◆ Exercise goal:
Lines before the one with "Can you see the man?" are left out; return that line and all that follow it, exactly, through the end of the data.

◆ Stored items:
● ● ● ● ● ● ●

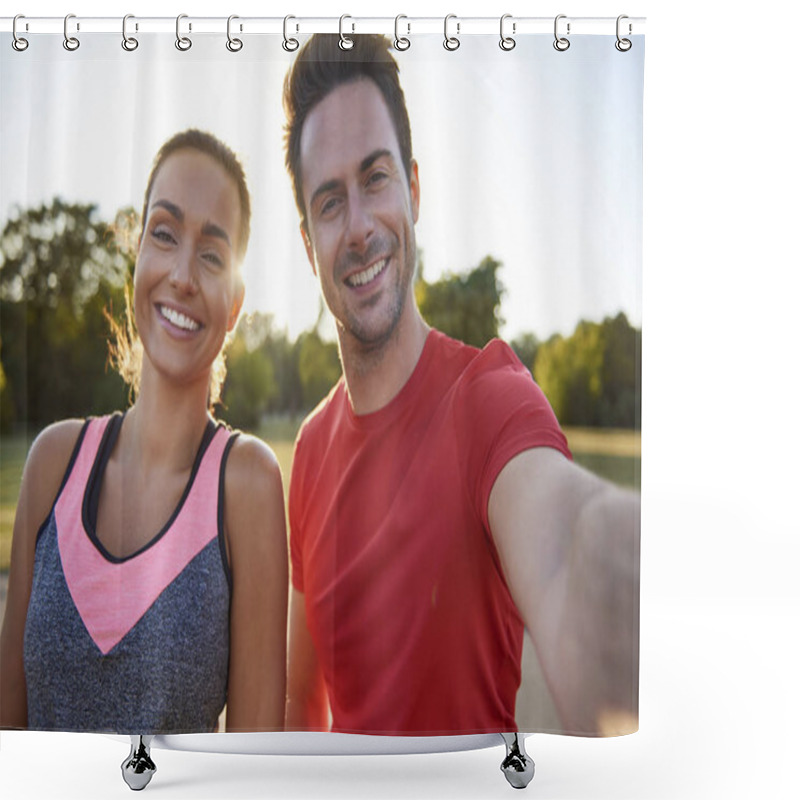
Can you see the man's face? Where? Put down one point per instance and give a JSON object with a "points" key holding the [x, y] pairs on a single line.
{"points": [[361, 209]]}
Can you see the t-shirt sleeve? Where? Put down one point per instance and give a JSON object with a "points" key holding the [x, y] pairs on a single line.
{"points": [[296, 505], [506, 413]]}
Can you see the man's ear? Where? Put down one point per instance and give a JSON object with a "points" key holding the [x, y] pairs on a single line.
{"points": [[413, 187], [238, 301], [309, 248]]}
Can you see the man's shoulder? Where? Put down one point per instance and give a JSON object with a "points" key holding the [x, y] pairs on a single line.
{"points": [[495, 360], [325, 417]]}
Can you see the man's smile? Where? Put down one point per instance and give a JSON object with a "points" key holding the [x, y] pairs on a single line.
{"points": [[367, 275]]}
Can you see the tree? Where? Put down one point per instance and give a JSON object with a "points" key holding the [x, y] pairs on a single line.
{"points": [[249, 385], [60, 266], [594, 376], [525, 346], [318, 366], [464, 306]]}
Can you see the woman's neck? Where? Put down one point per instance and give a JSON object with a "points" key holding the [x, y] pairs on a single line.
{"points": [[166, 424]]}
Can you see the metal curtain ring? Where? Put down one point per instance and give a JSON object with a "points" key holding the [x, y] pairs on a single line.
{"points": [[561, 43], [70, 42], [129, 43], [623, 45], [345, 42], [18, 42], [401, 42], [451, 42], [507, 42], [181, 42], [289, 44], [233, 44]]}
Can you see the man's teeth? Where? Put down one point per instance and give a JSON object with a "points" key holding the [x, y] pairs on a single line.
{"points": [[360, 278], [179, 320]]}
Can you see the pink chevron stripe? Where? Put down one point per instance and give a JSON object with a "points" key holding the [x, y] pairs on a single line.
{"points": [[111, 598]]}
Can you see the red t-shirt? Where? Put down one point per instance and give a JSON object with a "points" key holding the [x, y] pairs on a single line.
{"points": [[406, 603]]}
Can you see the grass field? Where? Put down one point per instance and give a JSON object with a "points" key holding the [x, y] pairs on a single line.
{"points": [[615, 455]]}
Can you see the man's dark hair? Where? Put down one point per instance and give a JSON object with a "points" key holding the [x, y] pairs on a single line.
{"points": [[322, 66]]}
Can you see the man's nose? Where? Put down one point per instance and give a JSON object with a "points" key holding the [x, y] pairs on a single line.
{"points": [[360, 222]]}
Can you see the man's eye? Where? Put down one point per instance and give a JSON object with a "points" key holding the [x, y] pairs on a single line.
{"points": [[377, 178], [329, 205], [163, 235], [213, 258]]}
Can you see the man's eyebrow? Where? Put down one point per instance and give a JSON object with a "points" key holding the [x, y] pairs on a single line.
{"points": [[375, 156], [174, 210], [327, 186]]}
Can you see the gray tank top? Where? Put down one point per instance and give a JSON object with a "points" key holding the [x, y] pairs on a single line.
{"points": [[137, 644]]}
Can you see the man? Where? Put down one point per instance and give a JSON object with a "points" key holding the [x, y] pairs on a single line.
{"points": [[434, 507]]}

● ● ● ● ● ● ●

◆ Task solution:
Can you see the man? Where? Put down one point per instance and give a JSON object with a "points" key holding the [x, y] pairs on a single line.
{"points": [[434, 507]]}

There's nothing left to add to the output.